ABOUT THIS EXERCISE: In your transcription, keep every record exact and leave out the pictures.

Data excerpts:
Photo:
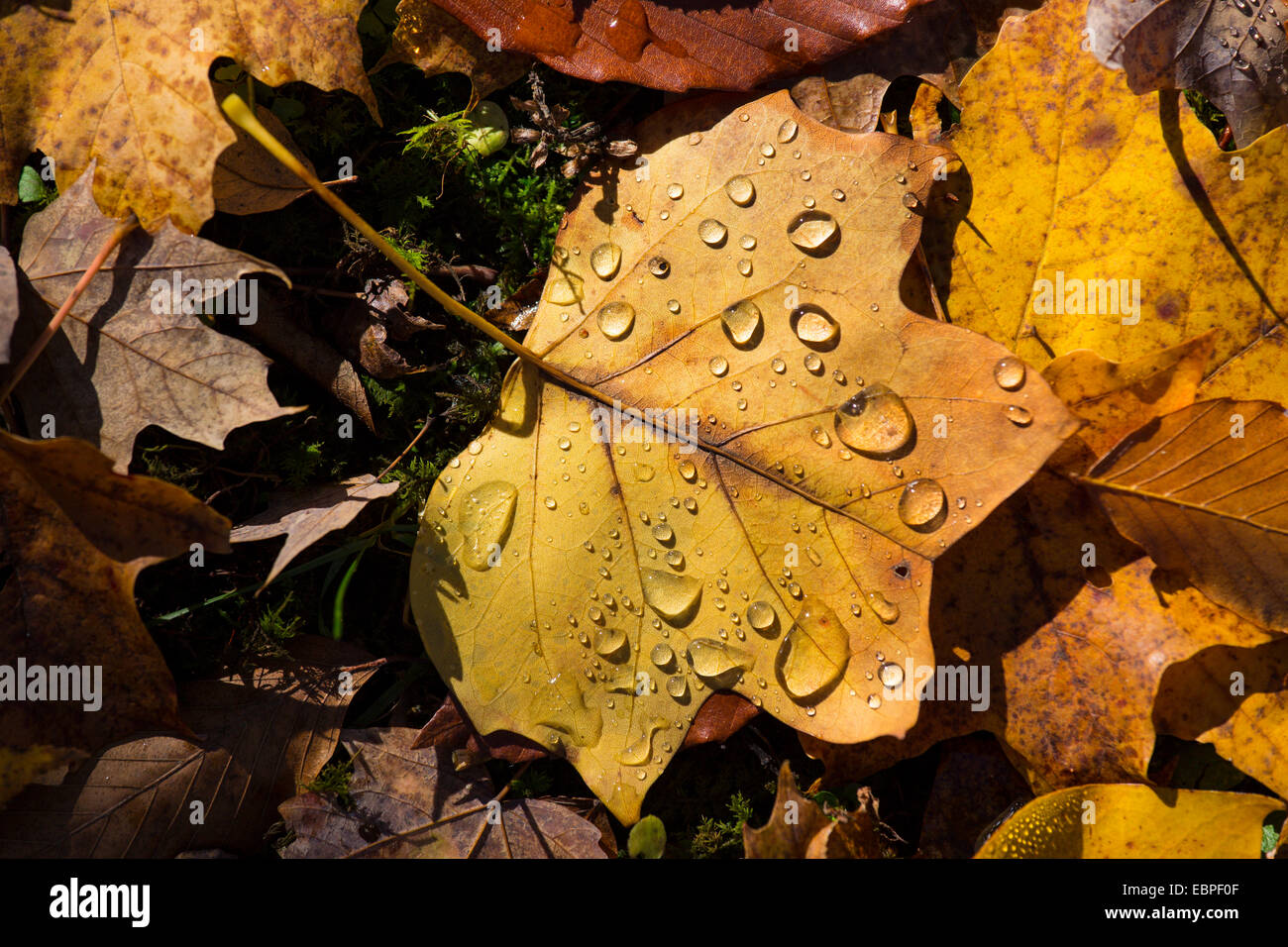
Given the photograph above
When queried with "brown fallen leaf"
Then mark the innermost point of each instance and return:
(406, 804)
(130, 352)
(436, 42)
(73, 536)
(800, 828)
(938, 43)
(1074, 643)
(807, 495)
(1231, 52)
(127, 82)
(695, 46)
(263, 733)
(307, 515)
(1115, 398)
(1205, 489)
(246, 178)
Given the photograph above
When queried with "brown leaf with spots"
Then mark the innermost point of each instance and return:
(73, 536)
(695, 46)
(307, 515)
(132, 351)
(125, 82)
(1234, 53)
(262, 733)
(406, 804)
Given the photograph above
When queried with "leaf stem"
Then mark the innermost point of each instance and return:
(112, 241)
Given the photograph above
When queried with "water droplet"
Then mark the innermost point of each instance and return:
(814, 232)
(616, 320)
(717, 663)
(712, 232)
(814, 654)
(1009, 372)
(604, 261)
(1019, 416)
(814, 326)
(922, 504)
(883, 607)
(484, 519)
(741, 321)
(741, 189)
(875, 421)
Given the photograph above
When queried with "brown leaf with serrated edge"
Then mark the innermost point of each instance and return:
(119, 365)
(1236, 699)
(938, 43)
(1205, 489)
(1074, 643)
(436, 42)
(668, 292)
(250, 180)
(1231, 52)
(73, 536)
(127, 82)
(698, 46)
(406, 802)
(973, 785)
(262, 733)
(1115, 398)
(800, 828)
(307, 515)
(8, 302)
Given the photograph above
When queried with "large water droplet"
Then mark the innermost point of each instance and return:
(717, 663)
(922, 504)
(604, 261)
(741, 321)
(814, 654)
(814, 232)
(1009, 372)
(484, 519)
(616, 320)
(674, 596)
(875, 421)
(712, 232)
(741, 189)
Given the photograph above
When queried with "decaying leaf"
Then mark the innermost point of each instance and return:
(1054, 633)
(1236, 699)
(433, 40)
(1116, 398)
(800, 828)
(262, 735)
(1083, 201)
(590, 589)
(125, 81)
(304, 517)
(1126, 821)
(695, 46)
(1232, 52)
(130, 352)
(406, 805)
(73, 536)
(1206, 491)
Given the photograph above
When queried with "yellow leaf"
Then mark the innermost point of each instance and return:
(1129, 821)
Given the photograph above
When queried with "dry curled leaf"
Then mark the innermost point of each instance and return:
(581, 587)
(132, 352)
(406, 805)
(262, 733)
(1206, 491)
(307, 515)
(1232, 52)
(127, 82)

ANSWER FOR THE TASK:
Photo:
Given the photograph above
When queried with "brown fallen leaf"
Then mark the innermost point of each instance and return:
(406, 804)
(130, 352)
(436, 42)
(73, 536)
(800, 828)
(938, 43)
(1074, 643)
(807, 495)
(1231, 52)
(127, 82)
(695, 46)
(263, 733)
(307, 515)
(1115, 398)
(1205, 489)
(246, 178)
Given the photograph above
When queried with "brown leaf with spots"
Then mark the innermost point of each instance and return:
(73, 536)
(695, 46)
(307, 515)
(132, 351)
(125, 82)
(1234, 53)
(262, 733)
(406, 804)
Given the photograph above
When queried with "leaf stem"
Then mark the innermost point of each instance and return:
(112, 241)
Given the photograph above
When queried with "water droplet"
Then mark the innermost point of each instance and return:
(814, 232)
(616, 320)
(717, 663)
(712, 232)
(814, 654)
(1009, 372)
(604, 261)
(1019, 416)
(814, 326)
(922, 504)
(883, 607)
(484, 519)
(741, 321)
(741, 189)
(875, 421)
Given the photograph above
When queried with "brown leaf with serrated edge"
Then mark the innermost point of each instance and return:
(119, 365)
(1236, 699)
(938, 43)
(1205, 489)
(1074, 643)
(436, 42)
(668, 292)
(250, 180)
(1231, 52)
(73, 536)
(127, 82)
(698, 46)
(406, 802)
(973, 785)
(262, 733)
(1115, 398)
(800, 828)
(307, 515)
(8, 302)
Given the photograph above
When queried with "large water droplet"
Then mark the innermost point of each instance and return:
(717, 663)
(922, 504)
(604, 261)
(741, 321)
(814, 654)
(814, 232)
(1009, 372)
(484, 519)
(616, 320)
(674, 596)
(875, 421)
(712, 232)
(741, 189)
Given the photograph above
When queried with "decaying leaf"
Then mark the innermost point of each instance and return:
(1054, 633)
(1236, 699)
(433, 40)
(1116, 398)
(800, 828)
(262, 735)
(1083, 201)
(590, 589)
(125, 81)
(304, 517)
(1126, 821)
(695, 46)
(1232, 52)
(130, 352)
(406, 805)
(73, 536)
(1206, 491)
Given the photograph above
When queried with "yellow leaf"
Then mark the innermost point of each instance and return:
(1129, 821)
Given the photograph above
When queried with "dry curled leaf"
Then mark the innermost point of each instance and return:
(581, 587)
(132, 352)
(406, 805)
(262, 733)
(1206, 491)
(307, 515)
(1232, 52)
(127, 82)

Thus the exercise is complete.